◆ TASK TO COMPLETE: From the records below, set down exactly the lines starting with the line that contains "bbox: open mouth" and going on through the line that contains "bbox: green grass". Nothing else is wanted.

┌──

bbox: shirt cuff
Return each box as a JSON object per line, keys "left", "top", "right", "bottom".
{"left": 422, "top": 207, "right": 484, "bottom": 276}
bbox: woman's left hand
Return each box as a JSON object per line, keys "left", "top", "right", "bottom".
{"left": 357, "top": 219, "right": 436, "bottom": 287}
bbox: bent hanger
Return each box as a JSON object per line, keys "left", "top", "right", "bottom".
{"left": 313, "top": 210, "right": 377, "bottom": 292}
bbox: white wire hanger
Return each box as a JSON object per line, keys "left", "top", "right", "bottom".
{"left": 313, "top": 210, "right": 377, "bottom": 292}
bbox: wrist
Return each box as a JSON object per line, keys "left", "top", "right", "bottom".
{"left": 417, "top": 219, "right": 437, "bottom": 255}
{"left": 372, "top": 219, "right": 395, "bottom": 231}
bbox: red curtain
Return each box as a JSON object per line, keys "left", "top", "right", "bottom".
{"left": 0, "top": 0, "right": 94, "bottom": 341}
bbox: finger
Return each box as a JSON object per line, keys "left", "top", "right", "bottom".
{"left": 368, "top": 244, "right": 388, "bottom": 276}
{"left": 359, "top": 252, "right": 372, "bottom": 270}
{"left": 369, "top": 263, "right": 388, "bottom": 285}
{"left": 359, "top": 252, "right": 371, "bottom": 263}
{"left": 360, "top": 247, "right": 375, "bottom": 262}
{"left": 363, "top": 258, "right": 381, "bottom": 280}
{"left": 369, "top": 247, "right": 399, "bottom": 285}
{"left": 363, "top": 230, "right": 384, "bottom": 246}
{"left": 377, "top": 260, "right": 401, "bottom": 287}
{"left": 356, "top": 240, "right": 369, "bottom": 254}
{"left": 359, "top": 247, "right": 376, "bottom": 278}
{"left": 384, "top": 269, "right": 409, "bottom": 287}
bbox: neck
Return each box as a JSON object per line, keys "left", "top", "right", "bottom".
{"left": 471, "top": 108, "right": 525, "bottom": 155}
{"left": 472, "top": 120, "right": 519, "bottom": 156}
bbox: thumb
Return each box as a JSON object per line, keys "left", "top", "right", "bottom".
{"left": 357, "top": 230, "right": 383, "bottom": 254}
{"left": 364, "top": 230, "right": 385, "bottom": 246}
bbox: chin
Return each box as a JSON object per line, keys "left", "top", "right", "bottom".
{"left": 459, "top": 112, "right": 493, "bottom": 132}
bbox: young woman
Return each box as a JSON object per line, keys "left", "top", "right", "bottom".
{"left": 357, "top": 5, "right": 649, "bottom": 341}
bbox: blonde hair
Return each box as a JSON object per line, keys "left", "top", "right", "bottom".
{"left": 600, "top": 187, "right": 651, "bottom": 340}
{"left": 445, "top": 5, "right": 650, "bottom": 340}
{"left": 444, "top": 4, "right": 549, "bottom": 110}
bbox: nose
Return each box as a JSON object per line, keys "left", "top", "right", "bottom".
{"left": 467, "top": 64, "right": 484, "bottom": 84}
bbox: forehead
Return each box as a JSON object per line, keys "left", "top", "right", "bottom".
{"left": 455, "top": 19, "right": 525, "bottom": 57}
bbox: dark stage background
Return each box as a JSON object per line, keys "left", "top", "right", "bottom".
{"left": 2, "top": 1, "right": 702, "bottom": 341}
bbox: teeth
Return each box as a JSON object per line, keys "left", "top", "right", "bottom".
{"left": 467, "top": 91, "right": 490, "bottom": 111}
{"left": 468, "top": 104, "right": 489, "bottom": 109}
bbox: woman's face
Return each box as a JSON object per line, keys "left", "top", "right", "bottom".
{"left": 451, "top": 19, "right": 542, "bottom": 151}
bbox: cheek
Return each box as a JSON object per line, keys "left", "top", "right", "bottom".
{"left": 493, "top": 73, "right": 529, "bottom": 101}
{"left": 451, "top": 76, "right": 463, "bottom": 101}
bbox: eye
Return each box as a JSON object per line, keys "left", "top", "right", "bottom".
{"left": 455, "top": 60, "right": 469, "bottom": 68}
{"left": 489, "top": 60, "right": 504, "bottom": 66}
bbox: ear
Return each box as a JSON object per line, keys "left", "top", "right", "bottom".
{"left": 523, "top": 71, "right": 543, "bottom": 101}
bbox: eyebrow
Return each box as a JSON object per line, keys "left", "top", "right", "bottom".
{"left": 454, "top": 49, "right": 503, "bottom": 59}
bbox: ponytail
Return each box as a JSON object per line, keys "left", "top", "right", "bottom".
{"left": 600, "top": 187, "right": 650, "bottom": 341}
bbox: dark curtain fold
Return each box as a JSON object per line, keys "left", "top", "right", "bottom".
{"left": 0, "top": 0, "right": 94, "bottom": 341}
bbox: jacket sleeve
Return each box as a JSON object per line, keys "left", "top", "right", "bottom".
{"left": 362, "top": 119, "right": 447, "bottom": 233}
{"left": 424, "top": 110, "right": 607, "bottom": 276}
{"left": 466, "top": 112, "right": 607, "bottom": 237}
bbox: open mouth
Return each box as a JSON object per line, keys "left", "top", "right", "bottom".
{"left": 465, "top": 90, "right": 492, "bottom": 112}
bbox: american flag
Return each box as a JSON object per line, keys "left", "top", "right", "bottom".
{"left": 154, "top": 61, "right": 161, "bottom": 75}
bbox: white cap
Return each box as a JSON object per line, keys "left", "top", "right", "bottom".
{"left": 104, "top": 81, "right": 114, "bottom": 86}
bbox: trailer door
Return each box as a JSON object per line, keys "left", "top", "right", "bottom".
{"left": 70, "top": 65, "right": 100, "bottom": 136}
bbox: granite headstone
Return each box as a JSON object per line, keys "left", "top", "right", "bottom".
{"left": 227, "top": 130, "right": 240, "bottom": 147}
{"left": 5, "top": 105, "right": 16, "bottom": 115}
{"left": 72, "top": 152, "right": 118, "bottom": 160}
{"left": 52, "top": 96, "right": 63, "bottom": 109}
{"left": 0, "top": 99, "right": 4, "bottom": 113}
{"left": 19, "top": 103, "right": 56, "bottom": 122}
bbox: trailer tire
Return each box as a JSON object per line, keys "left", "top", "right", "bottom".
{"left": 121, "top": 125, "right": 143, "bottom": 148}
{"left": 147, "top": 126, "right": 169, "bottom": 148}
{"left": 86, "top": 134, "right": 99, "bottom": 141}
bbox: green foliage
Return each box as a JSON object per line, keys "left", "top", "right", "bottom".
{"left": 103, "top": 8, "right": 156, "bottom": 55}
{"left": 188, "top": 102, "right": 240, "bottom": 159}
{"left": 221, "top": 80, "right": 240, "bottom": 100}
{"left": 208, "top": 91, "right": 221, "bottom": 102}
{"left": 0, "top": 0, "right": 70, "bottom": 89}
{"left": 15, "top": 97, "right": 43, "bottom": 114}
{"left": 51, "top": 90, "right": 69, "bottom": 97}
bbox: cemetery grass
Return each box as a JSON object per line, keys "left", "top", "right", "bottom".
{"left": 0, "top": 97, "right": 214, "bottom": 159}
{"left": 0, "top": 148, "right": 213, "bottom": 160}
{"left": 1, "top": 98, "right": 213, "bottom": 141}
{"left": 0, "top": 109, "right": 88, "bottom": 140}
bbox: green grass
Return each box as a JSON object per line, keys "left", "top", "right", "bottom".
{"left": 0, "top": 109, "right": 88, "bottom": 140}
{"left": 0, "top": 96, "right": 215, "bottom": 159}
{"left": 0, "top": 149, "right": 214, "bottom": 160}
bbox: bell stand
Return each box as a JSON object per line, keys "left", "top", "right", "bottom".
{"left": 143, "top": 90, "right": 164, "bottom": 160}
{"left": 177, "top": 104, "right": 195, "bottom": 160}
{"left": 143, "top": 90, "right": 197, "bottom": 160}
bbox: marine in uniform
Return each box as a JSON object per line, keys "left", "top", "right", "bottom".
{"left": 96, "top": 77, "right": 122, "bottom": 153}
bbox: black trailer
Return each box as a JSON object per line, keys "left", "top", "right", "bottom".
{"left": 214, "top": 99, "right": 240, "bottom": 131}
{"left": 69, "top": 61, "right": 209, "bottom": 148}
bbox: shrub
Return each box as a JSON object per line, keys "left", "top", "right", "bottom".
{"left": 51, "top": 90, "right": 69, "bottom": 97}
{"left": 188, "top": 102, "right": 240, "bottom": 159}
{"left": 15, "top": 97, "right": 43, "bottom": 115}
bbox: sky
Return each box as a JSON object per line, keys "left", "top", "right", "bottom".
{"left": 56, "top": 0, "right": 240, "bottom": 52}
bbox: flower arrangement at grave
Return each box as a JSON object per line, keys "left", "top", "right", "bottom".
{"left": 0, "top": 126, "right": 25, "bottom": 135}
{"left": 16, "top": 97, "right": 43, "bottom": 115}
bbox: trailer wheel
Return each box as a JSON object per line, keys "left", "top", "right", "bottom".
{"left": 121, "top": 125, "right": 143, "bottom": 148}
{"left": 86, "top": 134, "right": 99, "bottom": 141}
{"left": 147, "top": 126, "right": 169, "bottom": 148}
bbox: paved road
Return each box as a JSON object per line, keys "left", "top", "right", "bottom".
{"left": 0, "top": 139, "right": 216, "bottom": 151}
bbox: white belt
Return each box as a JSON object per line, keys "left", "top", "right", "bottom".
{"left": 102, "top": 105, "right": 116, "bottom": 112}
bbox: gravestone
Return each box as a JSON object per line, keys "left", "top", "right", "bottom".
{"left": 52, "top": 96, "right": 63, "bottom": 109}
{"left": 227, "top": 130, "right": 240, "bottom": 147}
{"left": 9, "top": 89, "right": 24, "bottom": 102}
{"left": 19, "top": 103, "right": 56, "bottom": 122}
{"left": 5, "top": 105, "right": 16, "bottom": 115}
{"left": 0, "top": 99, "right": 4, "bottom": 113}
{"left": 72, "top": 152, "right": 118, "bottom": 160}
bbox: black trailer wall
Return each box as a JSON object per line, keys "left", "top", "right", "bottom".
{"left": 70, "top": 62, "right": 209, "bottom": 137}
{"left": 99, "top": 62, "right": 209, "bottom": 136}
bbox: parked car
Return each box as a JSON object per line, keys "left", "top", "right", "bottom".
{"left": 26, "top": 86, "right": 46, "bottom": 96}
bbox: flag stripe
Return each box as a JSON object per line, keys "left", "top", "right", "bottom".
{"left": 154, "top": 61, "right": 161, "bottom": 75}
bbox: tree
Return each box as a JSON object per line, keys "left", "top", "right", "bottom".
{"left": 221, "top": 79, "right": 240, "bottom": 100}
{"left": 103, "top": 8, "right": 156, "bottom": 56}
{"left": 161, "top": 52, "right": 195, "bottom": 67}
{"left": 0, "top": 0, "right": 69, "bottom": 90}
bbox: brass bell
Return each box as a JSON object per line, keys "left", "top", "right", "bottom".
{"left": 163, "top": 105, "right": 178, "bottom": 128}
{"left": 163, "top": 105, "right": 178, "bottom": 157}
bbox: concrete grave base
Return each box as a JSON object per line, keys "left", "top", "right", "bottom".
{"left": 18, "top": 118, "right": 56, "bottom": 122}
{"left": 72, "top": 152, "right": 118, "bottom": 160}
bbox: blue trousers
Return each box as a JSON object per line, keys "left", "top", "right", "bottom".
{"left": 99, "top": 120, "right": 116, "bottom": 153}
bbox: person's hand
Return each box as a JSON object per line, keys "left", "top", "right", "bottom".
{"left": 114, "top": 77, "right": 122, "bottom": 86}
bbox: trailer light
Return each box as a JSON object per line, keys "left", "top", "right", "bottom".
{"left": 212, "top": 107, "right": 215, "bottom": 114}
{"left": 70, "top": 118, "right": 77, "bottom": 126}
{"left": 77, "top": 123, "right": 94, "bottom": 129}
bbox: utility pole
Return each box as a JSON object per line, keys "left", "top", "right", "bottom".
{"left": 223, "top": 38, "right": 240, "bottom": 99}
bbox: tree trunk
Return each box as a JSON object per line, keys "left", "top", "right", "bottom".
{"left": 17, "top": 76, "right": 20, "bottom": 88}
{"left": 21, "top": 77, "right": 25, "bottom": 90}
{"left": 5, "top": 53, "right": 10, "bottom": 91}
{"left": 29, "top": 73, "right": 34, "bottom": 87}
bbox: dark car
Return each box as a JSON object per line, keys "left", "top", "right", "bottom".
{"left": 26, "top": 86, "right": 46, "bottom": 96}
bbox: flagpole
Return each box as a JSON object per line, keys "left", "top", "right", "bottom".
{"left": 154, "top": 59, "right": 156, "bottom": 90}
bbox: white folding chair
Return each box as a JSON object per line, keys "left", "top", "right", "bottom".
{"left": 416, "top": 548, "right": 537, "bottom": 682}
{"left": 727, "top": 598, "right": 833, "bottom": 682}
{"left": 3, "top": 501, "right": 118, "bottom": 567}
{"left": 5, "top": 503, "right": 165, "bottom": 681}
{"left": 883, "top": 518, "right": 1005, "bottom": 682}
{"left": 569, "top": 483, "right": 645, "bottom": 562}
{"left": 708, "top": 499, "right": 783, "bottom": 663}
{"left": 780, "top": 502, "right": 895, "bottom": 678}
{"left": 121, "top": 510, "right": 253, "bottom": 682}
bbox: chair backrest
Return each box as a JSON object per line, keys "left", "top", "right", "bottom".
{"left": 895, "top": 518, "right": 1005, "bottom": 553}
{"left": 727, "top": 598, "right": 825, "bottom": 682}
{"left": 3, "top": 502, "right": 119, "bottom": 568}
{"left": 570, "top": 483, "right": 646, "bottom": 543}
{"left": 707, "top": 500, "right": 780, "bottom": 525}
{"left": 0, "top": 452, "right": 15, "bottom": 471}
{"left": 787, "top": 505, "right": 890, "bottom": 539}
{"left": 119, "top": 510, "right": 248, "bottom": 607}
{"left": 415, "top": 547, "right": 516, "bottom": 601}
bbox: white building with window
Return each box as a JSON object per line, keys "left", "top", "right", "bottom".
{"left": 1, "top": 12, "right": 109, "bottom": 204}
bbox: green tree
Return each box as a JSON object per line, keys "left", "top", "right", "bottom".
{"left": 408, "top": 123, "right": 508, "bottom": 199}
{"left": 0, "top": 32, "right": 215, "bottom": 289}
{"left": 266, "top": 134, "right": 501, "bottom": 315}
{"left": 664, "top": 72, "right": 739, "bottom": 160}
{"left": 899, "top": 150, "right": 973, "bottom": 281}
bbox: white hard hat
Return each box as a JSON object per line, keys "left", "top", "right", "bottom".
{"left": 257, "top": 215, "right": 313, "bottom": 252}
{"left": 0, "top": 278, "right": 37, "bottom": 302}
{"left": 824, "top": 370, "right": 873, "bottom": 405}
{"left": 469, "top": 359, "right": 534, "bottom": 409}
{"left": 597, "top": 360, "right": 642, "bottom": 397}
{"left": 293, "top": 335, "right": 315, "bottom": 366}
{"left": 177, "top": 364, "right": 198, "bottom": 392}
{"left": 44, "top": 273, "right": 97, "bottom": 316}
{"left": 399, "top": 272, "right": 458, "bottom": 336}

└──

◆ ANSWER SPACE:
bbox: open mouth
Return each box as a JSON object per line, keys "left", "top", "right", "bottom".
{"left": 465, "top": 90, "right": 492, "bottom": 112}
bbox: american flag
Return each box as a JSON object per line, keys "left", "top", "right", "bottom".
{"left": 154, "top": 61, "right": 161, "bottom": 75}
bbox: white cap
Return each box as a JSON object per line, keys "left", "top", "right", "bottom".
{"left": 104, "top": 81, "right": 114, "bottom": 86}
bbox: trailer door
Return each box as a JSON object per line, keys "left", "top", "right", "bottom".
{"left": 70, "top": 65, "right": 100, "bottom": 136}
bbox: granite headstone
Return each box as a JSON object per line, keys "left", "top", "right", "bottom".
{"left": 227, "top": 130, "right": 240, "bottom": 147}
{"left": 5, "top": 105, "right": 16, "bottom": 115}
{"left": 72, "top": 152, "right": 118, "bottom": 160}
{"left": 52, "top": 96, "right": 63, "bottom": 109}
{"left": 0, "top": 99, "right": 4, "bottom": 113}
{"left": 19, "top": 103, "right": 56, "bottom": 122}
bbox: trailer tire
Return each box as a JSON object per line, keys "left", "top", "right", "bottom".
{"left": 121, "top": 125, "right": 143, "bottom": 148}
{"left": 147, "top": 126, "right": 169, "bottom": 148}
{"left": 86, "top": 134, "right": 99, "bottom": 141}
bbox: green foliage
Return each box as a JSON object per line, keys "left", "top", "right", "bottom".
{"left": 103, "top": 8, "right": 156, "bottom": 55}
{"left": 188, "top": 102, "right": 240, "bottom": 159}
{"left": 221, "top": 80, "right": 240, "bottom": 100}
{"left": 208, "top": 91, "right": 221, "bottom": 102}
{"left": 0, "top": 0, "right": 70, "bottom": 89}
{"left": 15, "top": 97, "right": 43, "bottom": 114}
{"left": 51, "top": 90, "right": 69, "bottom": 97}
bbox: cemetery grass
Return each box as a JSON object per line, keys "left", "top", "right", "bottom".
{"left": 0, "top": 97, "right": 214, "bottom": 159}
{"left": 0, "top": 148, "right": 213, "bottom": 160}
{"left": 1, "top": 98, "right": 213, "bottom": 141}
{"left": 0, "top": 109, "right": 88, "bottom": 140}
bbox: green grass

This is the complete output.